● **Исходные записи**

◆ ◆ ◆ ◆ ◆

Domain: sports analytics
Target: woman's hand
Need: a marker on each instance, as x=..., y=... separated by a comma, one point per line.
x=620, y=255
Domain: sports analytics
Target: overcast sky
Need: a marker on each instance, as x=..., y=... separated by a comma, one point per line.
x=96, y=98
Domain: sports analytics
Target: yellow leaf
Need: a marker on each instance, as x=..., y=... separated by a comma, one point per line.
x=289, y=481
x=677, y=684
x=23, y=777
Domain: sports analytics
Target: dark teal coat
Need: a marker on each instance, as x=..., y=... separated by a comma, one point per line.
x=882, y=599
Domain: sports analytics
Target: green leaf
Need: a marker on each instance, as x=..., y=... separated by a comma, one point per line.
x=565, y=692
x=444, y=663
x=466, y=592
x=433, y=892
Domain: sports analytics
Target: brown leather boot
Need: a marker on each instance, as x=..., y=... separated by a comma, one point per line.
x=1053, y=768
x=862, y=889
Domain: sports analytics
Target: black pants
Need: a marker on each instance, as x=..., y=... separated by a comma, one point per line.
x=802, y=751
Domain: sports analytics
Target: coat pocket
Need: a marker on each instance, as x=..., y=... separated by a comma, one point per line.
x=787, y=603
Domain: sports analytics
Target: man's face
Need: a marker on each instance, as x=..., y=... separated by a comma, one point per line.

◆ ◆ ◆ ◆ ◆

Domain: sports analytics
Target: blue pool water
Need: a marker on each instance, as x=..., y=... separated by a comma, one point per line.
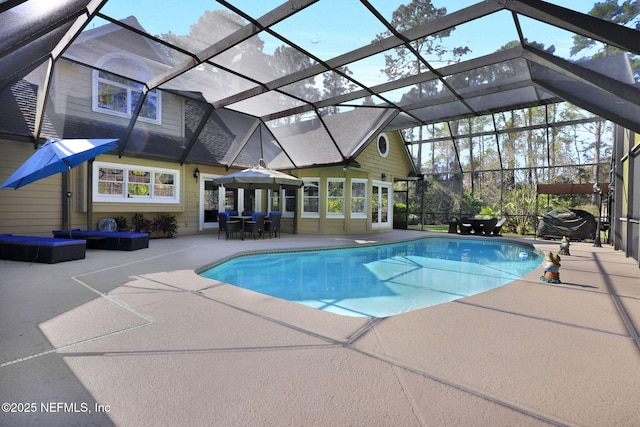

◆ ◆ ◆ ◆ ◆

● **Что требуется**
Выпишите из записей каждую строку, в которой встречается слово «leaf». Регистр букв учитывается.

● **Итоговый результат**
Target: yellow leaf
Target: green leaf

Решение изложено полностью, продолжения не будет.